▸ Exercise text
PLANADVISER: Why do you feel that retirement plan advisers should get involved in the expansion of the DC retirement plan system to cover more employers and, in doing so, more employees?

DeAndrea: First and foremost, retirement plan advisers should get involved in the expansion of the DC retirement plan system because it’s the right thing to do. In Pennsylvania alone, nearly 2 million workers currently do not have access to a workplace retirement program. Approximately 40% of American companies do not offer retirement plans to their employees. A significant portion of that 40% are small to medium-sized businesses with fewer than 100 employees. For the most part, retirement plan advisers are targeting that same 60% of businesses that already offer a retirement to meet business development goals. This is being done because more revenue will be generated by targeting plans already with assets, but I believe it’s a huge disservice to forget about everyone else. If we do not come together as an industry and do a better job to close the coverage gap there is the chance that a federally run program will be put in place where the government is making the match on behalf of the employers. What an employer would not want to offload that cost to the government? However, this offering will most likely be a one-size-fits-all solution. How would education be handled? Who is helping measure the success of the plan and how it impacts the business as a whole? I believe private sector advisers add much more value to businesses in this space, but all of that could be for nothing if we cannot get better in the start-up/micro plan space.

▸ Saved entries
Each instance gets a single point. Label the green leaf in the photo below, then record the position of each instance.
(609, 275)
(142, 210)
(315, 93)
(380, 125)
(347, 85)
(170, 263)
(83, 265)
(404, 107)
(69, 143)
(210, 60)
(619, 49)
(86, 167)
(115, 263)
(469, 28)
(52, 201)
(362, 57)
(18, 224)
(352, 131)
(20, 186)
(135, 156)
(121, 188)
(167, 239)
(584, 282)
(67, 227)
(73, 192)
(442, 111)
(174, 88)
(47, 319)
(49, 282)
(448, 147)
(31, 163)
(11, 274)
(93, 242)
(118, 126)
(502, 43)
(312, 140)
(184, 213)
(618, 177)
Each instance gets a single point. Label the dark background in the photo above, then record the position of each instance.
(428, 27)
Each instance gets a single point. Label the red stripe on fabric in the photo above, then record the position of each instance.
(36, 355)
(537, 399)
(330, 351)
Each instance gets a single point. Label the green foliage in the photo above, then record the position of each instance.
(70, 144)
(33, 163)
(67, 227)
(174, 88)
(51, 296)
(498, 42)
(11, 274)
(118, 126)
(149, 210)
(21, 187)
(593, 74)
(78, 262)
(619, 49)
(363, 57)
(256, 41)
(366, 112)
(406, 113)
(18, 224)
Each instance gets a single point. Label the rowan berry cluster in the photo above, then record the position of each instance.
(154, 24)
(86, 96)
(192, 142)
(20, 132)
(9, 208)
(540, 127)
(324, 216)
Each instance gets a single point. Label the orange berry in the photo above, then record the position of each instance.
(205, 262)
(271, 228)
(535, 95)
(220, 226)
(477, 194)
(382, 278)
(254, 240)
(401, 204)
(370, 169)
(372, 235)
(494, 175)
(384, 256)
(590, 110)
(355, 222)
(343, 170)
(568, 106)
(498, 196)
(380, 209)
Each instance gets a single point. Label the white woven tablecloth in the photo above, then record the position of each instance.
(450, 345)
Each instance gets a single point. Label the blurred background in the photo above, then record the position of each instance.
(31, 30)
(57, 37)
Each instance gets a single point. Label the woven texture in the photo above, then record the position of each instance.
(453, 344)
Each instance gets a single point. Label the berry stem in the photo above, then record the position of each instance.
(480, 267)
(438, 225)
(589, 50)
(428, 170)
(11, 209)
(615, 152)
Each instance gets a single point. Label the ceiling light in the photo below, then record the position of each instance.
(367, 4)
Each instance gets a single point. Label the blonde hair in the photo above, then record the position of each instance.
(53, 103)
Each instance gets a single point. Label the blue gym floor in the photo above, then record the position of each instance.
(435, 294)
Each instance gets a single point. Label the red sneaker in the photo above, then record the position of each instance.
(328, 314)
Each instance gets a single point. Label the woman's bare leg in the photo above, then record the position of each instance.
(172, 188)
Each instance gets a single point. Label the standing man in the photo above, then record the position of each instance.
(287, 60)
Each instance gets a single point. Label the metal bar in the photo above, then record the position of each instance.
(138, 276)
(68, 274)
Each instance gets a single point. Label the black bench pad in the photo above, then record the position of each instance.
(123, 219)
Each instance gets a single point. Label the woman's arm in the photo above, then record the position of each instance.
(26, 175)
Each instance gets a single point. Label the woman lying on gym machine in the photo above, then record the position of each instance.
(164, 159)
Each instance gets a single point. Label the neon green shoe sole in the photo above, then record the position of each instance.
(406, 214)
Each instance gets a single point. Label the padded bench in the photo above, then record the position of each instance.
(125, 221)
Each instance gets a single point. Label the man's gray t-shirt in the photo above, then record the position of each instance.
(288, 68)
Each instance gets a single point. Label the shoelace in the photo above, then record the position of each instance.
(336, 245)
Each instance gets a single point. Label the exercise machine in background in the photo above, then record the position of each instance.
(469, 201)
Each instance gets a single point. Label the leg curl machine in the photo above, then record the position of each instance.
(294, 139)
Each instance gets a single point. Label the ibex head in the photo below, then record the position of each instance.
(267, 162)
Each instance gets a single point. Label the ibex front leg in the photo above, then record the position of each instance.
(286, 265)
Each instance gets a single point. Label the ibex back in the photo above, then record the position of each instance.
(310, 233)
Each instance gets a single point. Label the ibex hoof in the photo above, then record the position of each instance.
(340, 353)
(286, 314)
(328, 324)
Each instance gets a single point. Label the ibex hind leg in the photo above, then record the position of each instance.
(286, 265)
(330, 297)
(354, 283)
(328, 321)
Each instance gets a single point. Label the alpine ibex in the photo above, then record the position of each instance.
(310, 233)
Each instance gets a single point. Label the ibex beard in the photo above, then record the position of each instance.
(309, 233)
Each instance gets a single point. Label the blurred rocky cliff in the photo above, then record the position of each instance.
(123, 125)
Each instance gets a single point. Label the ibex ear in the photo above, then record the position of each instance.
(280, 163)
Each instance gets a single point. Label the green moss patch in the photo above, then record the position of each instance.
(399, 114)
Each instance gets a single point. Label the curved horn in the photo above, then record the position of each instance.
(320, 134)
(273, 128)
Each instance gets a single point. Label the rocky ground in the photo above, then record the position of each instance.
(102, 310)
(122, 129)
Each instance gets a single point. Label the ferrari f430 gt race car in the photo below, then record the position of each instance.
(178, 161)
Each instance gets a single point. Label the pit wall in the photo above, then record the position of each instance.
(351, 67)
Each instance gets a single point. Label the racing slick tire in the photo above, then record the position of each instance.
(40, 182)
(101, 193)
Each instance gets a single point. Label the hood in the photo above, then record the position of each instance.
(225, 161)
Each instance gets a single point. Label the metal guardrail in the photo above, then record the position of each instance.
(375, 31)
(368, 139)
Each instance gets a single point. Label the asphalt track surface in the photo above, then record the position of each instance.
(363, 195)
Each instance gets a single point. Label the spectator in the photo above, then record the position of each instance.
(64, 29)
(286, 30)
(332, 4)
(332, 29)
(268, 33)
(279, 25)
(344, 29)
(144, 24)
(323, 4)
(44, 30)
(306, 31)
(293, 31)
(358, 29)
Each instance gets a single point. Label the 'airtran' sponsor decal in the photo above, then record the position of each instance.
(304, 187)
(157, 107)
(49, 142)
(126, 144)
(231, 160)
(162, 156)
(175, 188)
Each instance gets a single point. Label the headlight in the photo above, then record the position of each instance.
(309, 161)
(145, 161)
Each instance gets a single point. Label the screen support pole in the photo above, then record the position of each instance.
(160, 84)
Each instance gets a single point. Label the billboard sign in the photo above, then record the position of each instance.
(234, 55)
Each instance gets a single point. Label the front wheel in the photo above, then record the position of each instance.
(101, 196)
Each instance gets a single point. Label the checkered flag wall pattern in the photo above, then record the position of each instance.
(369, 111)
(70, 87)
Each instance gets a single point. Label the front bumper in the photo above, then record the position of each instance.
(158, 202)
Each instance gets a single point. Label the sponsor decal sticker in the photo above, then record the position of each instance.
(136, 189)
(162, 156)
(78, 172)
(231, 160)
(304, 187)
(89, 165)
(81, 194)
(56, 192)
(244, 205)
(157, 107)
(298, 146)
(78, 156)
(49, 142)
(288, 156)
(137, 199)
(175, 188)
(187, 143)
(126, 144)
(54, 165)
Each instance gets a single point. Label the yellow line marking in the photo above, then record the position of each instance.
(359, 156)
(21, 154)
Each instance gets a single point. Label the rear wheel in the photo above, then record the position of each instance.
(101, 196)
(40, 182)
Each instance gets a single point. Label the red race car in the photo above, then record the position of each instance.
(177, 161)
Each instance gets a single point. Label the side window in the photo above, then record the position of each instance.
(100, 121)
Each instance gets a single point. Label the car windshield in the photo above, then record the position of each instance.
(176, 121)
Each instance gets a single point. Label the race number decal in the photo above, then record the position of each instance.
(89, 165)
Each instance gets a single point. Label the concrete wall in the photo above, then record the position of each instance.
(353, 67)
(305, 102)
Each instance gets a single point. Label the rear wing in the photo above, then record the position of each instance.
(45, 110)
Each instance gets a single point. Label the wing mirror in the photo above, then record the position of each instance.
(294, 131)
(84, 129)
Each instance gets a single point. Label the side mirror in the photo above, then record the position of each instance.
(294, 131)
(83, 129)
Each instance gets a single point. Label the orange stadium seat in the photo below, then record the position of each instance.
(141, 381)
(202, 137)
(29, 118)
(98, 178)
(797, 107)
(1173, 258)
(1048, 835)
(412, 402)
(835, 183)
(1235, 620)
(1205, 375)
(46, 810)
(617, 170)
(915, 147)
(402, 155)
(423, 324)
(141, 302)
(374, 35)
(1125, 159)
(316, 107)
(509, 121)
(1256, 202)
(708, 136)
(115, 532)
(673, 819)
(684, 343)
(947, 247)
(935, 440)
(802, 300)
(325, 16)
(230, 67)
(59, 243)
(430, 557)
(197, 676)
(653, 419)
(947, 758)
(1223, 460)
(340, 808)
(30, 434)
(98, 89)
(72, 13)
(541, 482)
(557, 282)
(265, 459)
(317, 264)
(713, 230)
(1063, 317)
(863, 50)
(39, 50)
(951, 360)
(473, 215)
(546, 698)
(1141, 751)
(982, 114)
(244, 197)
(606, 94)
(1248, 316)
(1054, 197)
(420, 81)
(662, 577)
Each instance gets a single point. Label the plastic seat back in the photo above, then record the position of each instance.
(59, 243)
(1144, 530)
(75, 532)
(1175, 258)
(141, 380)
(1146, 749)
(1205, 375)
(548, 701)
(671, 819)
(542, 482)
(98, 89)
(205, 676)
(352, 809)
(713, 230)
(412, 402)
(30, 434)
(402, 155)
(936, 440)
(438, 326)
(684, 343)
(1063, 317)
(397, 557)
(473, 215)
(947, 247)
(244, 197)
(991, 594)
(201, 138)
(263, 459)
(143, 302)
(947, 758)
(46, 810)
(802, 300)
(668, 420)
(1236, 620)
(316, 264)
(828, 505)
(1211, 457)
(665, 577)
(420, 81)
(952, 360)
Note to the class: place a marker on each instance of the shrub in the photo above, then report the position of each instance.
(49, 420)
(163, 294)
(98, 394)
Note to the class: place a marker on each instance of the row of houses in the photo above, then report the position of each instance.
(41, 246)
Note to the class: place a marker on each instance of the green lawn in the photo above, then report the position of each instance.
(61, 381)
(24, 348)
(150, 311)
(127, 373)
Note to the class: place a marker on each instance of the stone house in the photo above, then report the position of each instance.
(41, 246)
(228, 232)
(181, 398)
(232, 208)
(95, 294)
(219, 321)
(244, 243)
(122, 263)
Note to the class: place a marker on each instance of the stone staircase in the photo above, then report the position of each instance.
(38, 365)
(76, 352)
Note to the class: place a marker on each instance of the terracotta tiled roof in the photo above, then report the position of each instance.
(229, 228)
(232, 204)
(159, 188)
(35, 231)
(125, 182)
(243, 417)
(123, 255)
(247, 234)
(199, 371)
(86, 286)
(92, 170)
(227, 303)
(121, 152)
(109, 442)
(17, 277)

▸ What to do
Copy the passage of the retirement plan interview text between "PLANADVISER: Why do" and "so, more employees?", inclusive.

▸ Exercise solution
PLANADVISER: Why do you feel that retirement plan advisers should get involved in the expansion of the DC retirement plan system to cover more employers and, in doing so, more employees?